## DIRECTIVE
Locate every line in the data below that contains the word "positive", matching case exactly, and copy each of those lines.
----- DATA PROVIDED -----
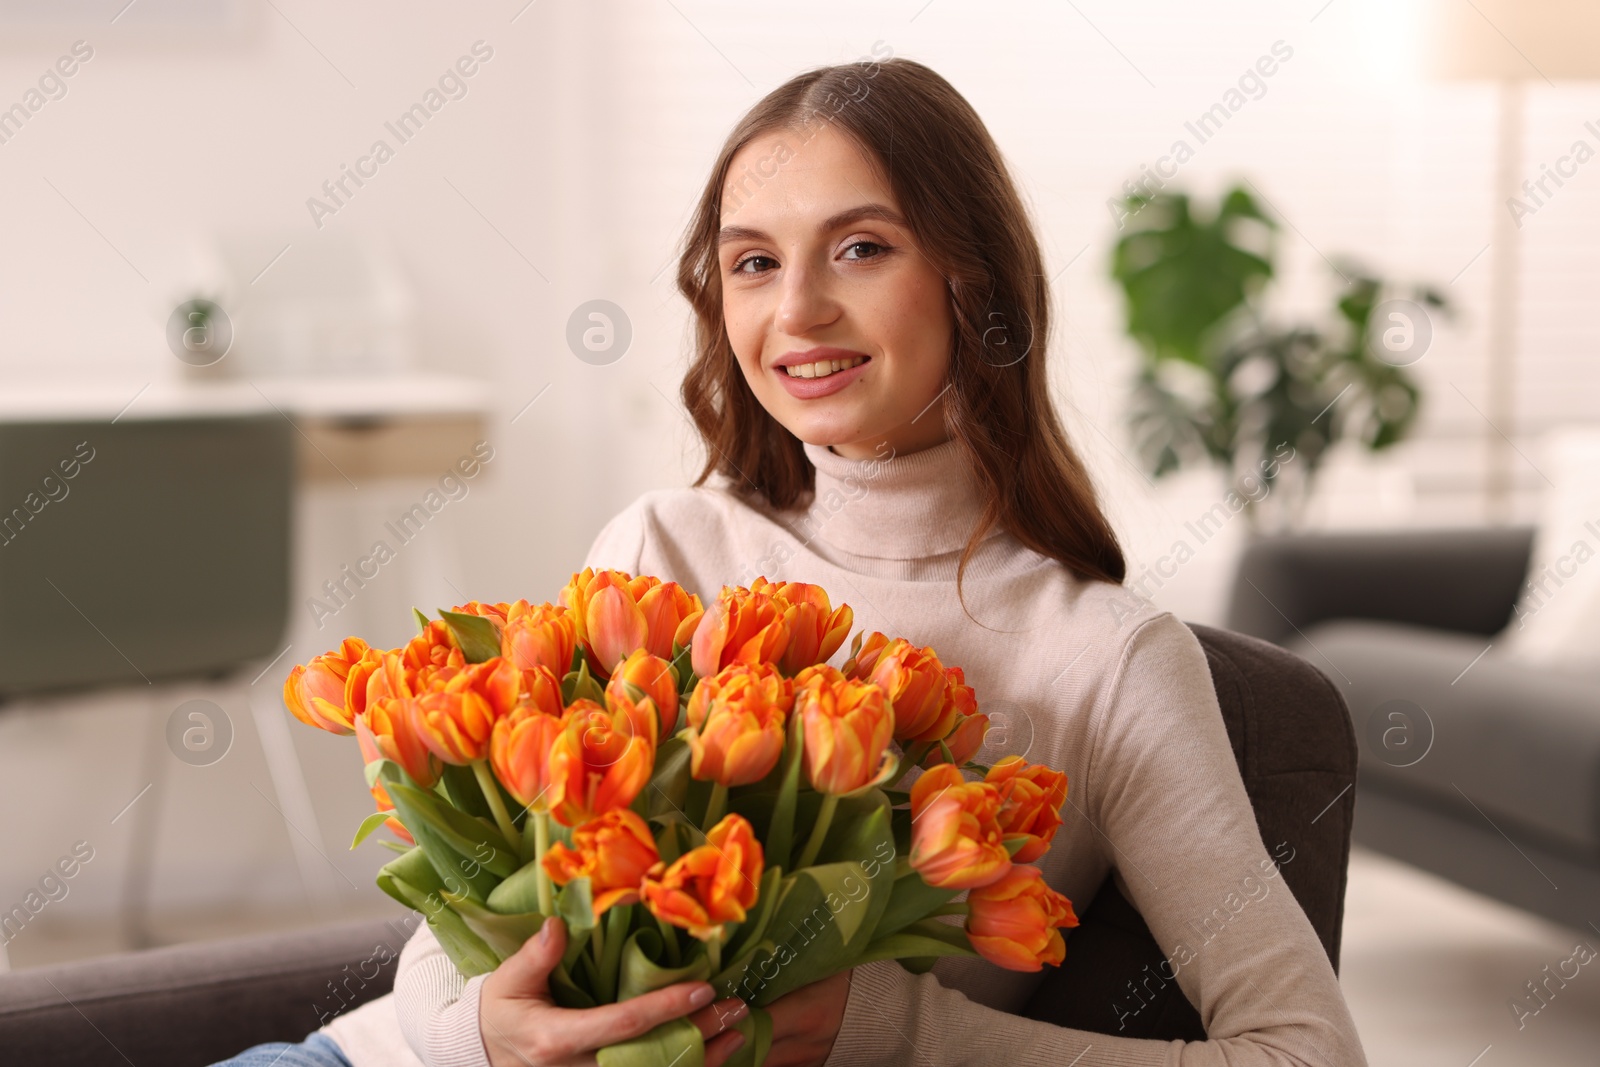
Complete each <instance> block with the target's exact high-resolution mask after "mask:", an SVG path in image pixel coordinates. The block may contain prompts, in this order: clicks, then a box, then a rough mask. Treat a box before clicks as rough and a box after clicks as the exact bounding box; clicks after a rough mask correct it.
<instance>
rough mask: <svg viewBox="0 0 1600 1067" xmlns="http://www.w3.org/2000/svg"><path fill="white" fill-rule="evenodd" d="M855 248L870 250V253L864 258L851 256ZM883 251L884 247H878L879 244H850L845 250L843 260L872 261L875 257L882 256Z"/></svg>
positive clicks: (869, 243)
mask: <svg viewBox="0 0 1600 1067" xmlns="http://www.w3.org/2000/svg"><path fill="white" fill-rule="evenodd" d="M856 248H870V250H872V251H870V253H867V254H866V256H851V254H850V253H851V251H853V250H856ZM883 251H885V246H883V245H880V243H877V242H850V245H848V246H846V248H845V258H846V259H874V258H877V256H882V254H883Z"/></svg>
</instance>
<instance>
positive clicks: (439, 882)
mask: <svg viewBox="0 0 1600 1067" xmlns="http://www.w3.org/2000/svg"><path fill="white" fill-rule="evenodd" d="M390 768H392V769H390ZM402 777H403V776H402V774H400V769H398V768H394V765H389V768H386V769H384V779H386V781H384V787H386V789H387V790H389V798H390V800H392V801H394V805H395V814H398V816H400V822H402V824H405V829H406V830H410V832H411V837H413V838H416V843H418V846H419V848H421V849H422V851H424V853H426V856H427V859H429V862H430V864H432V869H434V872H435V873H434V880H435V881H437V883H438V886H440V891H442V893H443V891H448V893H450V894H453V896H466V897H472V899H474V901H480V902H482V901H486V899H488V894H490V893H491V891H493V889H494V886H496V885H499V877H498V875H494V873H493V872H491V870H490V869H488V867H485V865H483V862H482V861H480V859H477V857H475V851H477V853H482V854H483V856H488V851H486V849H475V846H472V845H466V848H464V849H462V848H458V846H456V843H454V841H453V840H451V838H446V837H445V835H442V833H440V832H438V829H437V825H438V824H442V822H443V821H442V819H437V817H434V819H430V817H429V816H430V813H432V811H434V809H437V808H443V806H445V805H443V803H442V801H440V800H438V798H437V797H434V795H432V793H424V792H421V790H418V789H413V787H411V785H406V784H405V782H403V781H400V779H402ZM419 800H421V806H419ZM458 814H459V813H458ZM467 817H470V816H467ZM427 888H432V886H427Z"/></svg>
-----
## RESPONSE BELOW
positive clicks: (869, 243)
positive clicks: (439, 882)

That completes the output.